In other articles I’ve discussed the process of integrating data from various sources into IBM Planning Analytics. This time, I want to offer a simple strategy for automating the inflow of data “dropped onto” a File Transfer Protocol (or FTP) site. Since the File Transfer Protocol is a standard communication protocol commonly used for the transfer of data files from a source to a client, sooner or later you will come across a scenario where files may be sitting in a secured FTP folder waiting for you to download and consume.

Validating “the Drop”

I always begin by using an FTP Client tool such as FileZilla to “validate the drop site”.  With FileZilla, you enter the IP or Computer name of the host site, the required credentials and port number and click connect. This allows you to validate the information provided: host URL, authentication credentials (Username and Password) as well as the host’s folder structure. You should go through the exercise of uploading and downloading a file from the location to make sure that you can access the site successfully, and files can be transferred to and from (the site) without affecting content or encountering performance degradation.

_Extracted information_
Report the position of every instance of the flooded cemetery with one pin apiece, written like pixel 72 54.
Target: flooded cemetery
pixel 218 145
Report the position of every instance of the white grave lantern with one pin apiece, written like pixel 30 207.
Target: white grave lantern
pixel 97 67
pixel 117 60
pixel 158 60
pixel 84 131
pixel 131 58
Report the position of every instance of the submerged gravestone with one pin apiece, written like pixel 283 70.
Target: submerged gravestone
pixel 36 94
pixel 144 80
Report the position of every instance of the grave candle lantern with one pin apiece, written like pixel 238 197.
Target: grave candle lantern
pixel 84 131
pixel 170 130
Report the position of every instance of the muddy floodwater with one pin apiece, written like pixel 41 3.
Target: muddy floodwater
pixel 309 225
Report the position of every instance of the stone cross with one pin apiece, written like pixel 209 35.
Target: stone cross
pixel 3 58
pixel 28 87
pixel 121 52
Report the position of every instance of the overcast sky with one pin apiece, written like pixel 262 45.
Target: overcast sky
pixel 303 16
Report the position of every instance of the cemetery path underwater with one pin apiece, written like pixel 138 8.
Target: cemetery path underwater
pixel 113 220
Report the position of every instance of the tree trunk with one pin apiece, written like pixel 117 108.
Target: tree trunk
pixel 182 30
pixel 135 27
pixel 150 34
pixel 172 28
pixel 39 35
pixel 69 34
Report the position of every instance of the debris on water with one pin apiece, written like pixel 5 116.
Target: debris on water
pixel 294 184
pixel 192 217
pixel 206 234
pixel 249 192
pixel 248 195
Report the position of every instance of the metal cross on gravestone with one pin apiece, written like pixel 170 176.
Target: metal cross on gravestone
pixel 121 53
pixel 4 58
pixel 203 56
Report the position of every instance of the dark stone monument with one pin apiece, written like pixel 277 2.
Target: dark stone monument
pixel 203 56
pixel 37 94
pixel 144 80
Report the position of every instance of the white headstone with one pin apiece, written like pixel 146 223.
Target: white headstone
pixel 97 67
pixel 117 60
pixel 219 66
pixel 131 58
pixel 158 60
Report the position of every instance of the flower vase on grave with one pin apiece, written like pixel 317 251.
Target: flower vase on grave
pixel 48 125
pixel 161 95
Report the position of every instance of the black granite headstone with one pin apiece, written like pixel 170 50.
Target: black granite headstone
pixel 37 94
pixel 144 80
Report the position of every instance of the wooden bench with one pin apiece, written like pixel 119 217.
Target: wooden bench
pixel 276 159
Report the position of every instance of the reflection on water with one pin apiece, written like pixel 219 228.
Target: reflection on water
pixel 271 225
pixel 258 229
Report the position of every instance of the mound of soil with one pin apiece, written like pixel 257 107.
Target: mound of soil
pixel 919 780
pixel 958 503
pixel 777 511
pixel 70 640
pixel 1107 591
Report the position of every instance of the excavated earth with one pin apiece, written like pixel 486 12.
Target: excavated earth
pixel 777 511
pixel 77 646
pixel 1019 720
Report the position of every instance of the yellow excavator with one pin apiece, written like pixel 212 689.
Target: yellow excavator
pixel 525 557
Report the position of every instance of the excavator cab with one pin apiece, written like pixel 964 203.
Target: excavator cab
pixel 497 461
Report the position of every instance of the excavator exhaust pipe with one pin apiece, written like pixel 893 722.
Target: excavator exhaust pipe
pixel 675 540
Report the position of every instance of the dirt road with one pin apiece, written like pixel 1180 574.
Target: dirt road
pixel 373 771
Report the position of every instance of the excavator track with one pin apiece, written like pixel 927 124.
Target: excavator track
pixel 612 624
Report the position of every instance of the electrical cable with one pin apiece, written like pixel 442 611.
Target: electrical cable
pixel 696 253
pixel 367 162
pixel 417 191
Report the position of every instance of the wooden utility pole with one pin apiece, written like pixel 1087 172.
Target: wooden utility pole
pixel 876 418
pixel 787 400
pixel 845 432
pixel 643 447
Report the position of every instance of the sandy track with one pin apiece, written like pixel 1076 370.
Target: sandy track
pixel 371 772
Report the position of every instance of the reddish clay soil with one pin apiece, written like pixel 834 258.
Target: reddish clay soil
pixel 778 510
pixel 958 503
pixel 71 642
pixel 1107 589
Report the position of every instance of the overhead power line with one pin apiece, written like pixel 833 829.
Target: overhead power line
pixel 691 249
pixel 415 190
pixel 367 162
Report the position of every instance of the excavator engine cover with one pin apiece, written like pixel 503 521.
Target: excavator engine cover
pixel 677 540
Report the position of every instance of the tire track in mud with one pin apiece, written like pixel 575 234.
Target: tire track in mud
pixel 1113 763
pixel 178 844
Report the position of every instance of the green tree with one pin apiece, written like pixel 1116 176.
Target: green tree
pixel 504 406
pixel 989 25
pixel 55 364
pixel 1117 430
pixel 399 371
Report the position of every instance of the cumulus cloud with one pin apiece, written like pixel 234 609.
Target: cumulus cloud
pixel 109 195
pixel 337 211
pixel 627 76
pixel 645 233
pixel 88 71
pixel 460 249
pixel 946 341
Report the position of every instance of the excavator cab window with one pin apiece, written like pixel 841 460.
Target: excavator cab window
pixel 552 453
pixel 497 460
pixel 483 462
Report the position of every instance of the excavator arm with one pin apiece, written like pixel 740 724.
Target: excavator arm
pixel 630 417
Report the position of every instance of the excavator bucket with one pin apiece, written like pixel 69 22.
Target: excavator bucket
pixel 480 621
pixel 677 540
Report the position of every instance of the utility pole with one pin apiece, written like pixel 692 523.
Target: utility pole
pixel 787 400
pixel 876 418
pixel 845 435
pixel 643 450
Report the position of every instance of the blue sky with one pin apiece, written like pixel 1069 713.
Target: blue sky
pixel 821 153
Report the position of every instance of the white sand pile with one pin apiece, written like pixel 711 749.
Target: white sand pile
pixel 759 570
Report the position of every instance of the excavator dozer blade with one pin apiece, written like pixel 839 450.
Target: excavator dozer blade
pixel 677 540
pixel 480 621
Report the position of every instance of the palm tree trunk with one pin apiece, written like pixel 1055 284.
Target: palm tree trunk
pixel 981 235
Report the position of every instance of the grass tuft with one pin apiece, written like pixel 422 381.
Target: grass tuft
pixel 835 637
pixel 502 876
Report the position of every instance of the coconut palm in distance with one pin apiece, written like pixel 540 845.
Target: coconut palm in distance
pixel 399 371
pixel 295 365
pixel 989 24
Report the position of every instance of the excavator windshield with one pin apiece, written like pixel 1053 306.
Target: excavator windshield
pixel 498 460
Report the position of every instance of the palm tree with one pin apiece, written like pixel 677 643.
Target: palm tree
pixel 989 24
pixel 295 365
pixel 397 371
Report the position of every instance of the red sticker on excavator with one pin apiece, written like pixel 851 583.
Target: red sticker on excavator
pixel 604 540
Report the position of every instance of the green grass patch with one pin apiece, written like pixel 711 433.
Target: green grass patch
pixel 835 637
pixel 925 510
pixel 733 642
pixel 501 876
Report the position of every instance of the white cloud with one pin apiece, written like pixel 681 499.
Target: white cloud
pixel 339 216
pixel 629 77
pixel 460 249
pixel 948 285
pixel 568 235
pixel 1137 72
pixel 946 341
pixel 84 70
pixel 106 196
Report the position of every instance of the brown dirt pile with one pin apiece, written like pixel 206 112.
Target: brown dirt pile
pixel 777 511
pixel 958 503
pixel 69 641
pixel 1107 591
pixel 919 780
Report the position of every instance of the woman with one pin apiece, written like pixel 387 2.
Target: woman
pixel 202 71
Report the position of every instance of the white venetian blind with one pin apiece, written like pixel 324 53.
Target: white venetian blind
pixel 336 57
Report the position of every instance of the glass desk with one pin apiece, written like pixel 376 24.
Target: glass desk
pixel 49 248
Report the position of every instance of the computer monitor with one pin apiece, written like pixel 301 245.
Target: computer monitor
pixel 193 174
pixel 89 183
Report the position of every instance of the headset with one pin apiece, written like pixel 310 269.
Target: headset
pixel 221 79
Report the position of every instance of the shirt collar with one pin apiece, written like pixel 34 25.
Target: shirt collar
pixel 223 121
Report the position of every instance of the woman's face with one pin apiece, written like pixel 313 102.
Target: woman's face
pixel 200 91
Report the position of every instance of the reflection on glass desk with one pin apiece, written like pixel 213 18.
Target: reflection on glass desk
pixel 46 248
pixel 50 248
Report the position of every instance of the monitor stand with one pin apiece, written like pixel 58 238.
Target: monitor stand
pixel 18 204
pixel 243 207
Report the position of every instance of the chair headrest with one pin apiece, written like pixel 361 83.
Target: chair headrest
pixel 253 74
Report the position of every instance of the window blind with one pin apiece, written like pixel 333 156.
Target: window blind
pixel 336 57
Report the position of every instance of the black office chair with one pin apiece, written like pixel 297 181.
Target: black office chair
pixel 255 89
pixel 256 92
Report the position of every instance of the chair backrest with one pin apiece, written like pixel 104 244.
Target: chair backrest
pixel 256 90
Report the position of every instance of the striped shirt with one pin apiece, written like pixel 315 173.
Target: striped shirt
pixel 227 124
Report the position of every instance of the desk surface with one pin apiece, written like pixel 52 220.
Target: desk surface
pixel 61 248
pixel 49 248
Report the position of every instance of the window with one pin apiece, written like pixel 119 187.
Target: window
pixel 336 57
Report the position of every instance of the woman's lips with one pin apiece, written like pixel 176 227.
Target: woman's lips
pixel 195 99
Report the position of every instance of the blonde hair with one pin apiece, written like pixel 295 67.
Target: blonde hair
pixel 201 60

_Task list_
1. Using the FTP automation article, decide whether each statement agrees with it, answering yes or no and quoting the words that settle it: (a) FileZilla is given as an example of an FTP client for checking the drop site; (b) the check should involve only downloading a file; (c) in FileZilla you supply the host's IP or computer name, the credentials and the port number, then click connect.
2. Write the next part of the FTP automation article, picking up after its final sentence.
The records were drawn from a separate source.

_Written answers_
1.
(a) Yes: "I always begin by using an FTP Client tool such as FileZilla to “validate the drop site”."
(b) No: "You should go through the exercise of uploading and downloading a file from the location"
(c) Yes: "you enter the IP or Computer name of the host site, the required credentials and port number and click connect."

2.
Automating with PowerShell

Since there currently is little support for FTP automation offered directly in Planning Analytics, we can use PowerShell. PowerShell is a task automation and configuration management program from Microsoft, consisting of a command-line shell and a associated scripting language. PowerShell is an obvious choice for automating the process of downloading files from an FTP site to a place where Planning Analytics can consume them and PowerShell can also perform any tasks required to move, reformat or otherwise prepare the data for loading, including supporting PGP encryption.

If we commit to using PowerShell as a solution, than the Windows PowerShell Integrated Scripting Environment (ISE) (a host application for Windows PowerShell) is my scripting tool of choice. In this ISE, you can run commands and write, test, and debug scripts in a single Windows-based GUI (graphic user interface). To access the ISE, you click Start, select Windows PowerShell, and then click Windows PowerShell ISE (alternately, you can type powershell_ise.exe in any command shell or in the Run box).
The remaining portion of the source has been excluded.